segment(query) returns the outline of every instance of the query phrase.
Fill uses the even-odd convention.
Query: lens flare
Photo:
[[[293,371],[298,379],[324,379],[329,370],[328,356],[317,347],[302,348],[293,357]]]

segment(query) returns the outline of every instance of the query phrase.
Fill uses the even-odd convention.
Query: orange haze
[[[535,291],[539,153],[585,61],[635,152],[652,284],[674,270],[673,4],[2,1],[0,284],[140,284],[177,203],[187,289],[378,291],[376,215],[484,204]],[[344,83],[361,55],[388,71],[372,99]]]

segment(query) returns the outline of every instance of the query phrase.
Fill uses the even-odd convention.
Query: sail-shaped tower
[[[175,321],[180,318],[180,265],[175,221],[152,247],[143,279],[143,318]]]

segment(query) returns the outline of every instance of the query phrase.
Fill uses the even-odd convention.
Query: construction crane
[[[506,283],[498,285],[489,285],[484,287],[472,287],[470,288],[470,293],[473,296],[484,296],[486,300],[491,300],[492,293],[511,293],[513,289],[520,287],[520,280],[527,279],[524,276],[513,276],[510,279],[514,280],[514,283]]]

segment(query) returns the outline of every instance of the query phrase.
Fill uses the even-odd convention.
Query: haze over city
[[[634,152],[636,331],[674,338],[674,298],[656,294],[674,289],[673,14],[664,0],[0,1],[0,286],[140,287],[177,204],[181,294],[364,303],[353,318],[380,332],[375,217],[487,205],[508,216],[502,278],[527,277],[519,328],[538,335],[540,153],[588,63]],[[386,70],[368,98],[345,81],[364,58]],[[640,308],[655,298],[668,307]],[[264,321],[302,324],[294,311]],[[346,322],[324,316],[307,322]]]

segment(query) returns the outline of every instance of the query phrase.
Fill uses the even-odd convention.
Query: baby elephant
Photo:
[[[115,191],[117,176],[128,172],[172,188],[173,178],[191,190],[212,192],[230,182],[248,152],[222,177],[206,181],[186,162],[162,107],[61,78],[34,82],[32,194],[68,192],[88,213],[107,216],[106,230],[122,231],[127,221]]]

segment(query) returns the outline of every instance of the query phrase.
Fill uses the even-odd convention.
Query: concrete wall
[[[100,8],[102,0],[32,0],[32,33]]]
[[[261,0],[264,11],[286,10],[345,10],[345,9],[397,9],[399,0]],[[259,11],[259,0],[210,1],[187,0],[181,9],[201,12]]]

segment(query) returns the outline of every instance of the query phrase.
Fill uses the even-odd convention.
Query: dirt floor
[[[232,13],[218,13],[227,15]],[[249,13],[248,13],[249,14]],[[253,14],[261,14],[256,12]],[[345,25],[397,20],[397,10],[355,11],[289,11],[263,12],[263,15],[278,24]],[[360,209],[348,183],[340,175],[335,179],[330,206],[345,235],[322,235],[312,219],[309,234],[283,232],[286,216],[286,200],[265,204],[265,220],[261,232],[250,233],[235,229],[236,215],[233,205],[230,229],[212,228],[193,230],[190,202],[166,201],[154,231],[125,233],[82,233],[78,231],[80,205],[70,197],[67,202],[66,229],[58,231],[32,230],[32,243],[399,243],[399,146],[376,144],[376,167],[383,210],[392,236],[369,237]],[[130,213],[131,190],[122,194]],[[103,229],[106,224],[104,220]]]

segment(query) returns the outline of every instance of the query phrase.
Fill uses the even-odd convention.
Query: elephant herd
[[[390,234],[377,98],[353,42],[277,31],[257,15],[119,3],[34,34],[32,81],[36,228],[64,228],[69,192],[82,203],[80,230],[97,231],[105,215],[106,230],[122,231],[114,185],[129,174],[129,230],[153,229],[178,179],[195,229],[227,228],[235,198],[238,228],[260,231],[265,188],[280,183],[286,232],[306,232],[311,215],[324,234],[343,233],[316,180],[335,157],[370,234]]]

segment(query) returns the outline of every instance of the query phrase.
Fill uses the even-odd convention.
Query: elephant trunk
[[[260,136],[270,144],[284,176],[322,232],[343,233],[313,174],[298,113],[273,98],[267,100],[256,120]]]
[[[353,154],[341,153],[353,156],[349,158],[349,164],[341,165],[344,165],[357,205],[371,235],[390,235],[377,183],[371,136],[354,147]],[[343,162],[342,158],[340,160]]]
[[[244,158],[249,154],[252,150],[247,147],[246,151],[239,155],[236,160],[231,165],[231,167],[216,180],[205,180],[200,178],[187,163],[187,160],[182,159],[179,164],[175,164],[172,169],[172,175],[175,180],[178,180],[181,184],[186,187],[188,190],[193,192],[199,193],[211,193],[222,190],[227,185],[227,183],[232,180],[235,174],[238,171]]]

++++++++

• _SET EXERCISE_: Write every line of the material above again, exactly.

• _ANSWER TO THIS PROBLEM_:
segment(query) returns the outline of every instance of the query phrase.
Fill uses the even-odd convention.
Query: lens flare
Photo:
[[[293,371],[298,379],[324,379],[329,370],[328,356],[317,347],[302,348],[293,357]]]

segment(query) returns the outline of every instance of the query phrase.
Fill uses the even-odd convention.
Query: orange haze
[[[535,291],[539,153],[585,61],[635,152],[652,284],[674,270],[673,4],[2,1],[0,284],[140,284],[177,203],[187,289],[378,291],[376,215],[484,204]],[[344,83],[361,55],[388,71],[372,99]]]

segment(query) returns the outline of every instance of the query phrase.
Fill uses the even-odd convention.
Query: sail-shaped tower
[[[175,321],[180,318],[180,265],[175,221],[152,247],[143,279],[143,318]]]

segment(query) returns the outline of every instance of the query phrase.
Fill uses the even-odd convention.
Query: construction crane
[[[506,283],[498,285],[489,285],[484,287],[472,287],[470,288],[470,293],[473,296],[484,296],[486,300],[491,300],[492,293],[511,293],[513,289],[520,287],[520,280],[527,279],[524,276],[513,276],[510,279],[514,280],[514,283]]]

segment(query) returns the outline of every instance of the query phrase.
Fill uses the even-odd convention.
Query: haze over city
[[[634,152],[636,331],[674,338],[674,298],[656,294],[674,289],[673,14],[664,0],[0,1],[0,286],[140,287],[177,204],[181,294],[364,303],[353,318],[380,332],[375,217],[487,205],[508,216],[502,278],[527,277],[519,328],[538,335],[540,153],[588,63]],[[386,70],[368,98],[345,81],[364,58]],[[640,308],[655,298],[668,307]],[[264,321],[302,324],[294,311]],[[346,322],[324,316],[307,322]]]

segment(query) returns the outline of every instance of the query phrase.
Fill uses the even-odd convention.
Query: baby elephant
Photo:
[[[115,191],[117,176],[128,172],[172,188],[173,178],[191,190],[212,192],[230,182],[248,152],[222,177],[206,181],[186,162],[162,107],[61,78],[34,82],[32,194],[68,192],[88,213],[107,216],[106,230],[122,231],[127,221]]]

segment(query) returns the outline of every instance of the query phrase.
Fill uses the even-odd convention.
Query: concrete wall
[[[100,8],[102,0],[32,0],[32,33]]]
[[[261,0],[264,11],[286,10],[345,10],[345,9],[397,9],[399,0]],[[259,11],[259,0],[210,1],[187,0],[181,9],[201,12]]]

segment(query) returns the outline of every instance of the query phrase.
Fill uses the even-odd convention.
Query: dirt floor
[[[232,13],[218,13],[227,15]],[[249,13],[248,13],[249,14]],[[253,14],[261,14],[256,12]],[[345,25],[397,20],[397,10],[355,11],[289,11],[263,12],[263,15],[278,24]],[[360,209],[348,183],[340,175],[335,179],[330,206],[345,235],[322,235],[312,219],[309,234],[283,232],[286,216],[286,200],[265,204],[265,220],[261,232],[250,233],[235,229],[236,215],[233,205],[230,229],[212,228],[193,230],[190,202],[166,201],[154,231],[125,233],[82,233],[78,231],[80,205],[70,197],[67,202],[66,229],[58,231],[32,230],[32,243],[399,243],[399,146],[376,144],[376,167],[383,210],[392,236],[369,237]],[[130,213],[131,190],[122,194]],[[103,229],[106,224],[104,220]]]

segment(query) returns the outline of every instance of the query phrase.
Fill uses the even-odd convention.
Query: elephant herd
[[[390,234],[377,98],[353,42],[277,31],[257,15],[119,3],[34,34],[32,81],[36,228],[64,228],[69,192],[82,203],[80,230],[97,231],[105,215],[106,230],[122,231],[114,185],[129,174],[129,230],[153,229],[178,179],[195,229],[227,228],[235,198],[238,228],[260,231],[265,188],[280,183],[286,232],[306,232],[311,215],[324,234],[343,233],[316,180],[335,157],[370,234]]]

segment(query) returns the outline of every instance of the query phrase.
Fill uses the even-odd convention.
Query: elephant trunk
[[[260,136],[270,144],[284,176],[322,232],[343,233],[313,174],[298,113],[273,98],[267,100],[256,120]]]
[[[353,154],[341,153],[353,156],[349,158],[349,164],[341,165],[344,165],[357,205],[371,235],[390,235],[377,183],[371,136],[354,147]],[[343,162],[342,158],[340,160]]]
[[[244,158],[249,154],[252,150],[247,147],[246,151],[239,155],[236,160],[231,165],[231,167],[216,180],[205,180],[200,178],[187,163],[187,160],[182,159],[179,164],[175,164],[172,169],[172,175],[175,180],[178,180],[181,184],[186,187],[188,190],[193,192],[199,193],[211,193],[222,190],[227,185],[227,183],[232,180],[235,174],[238,171]]]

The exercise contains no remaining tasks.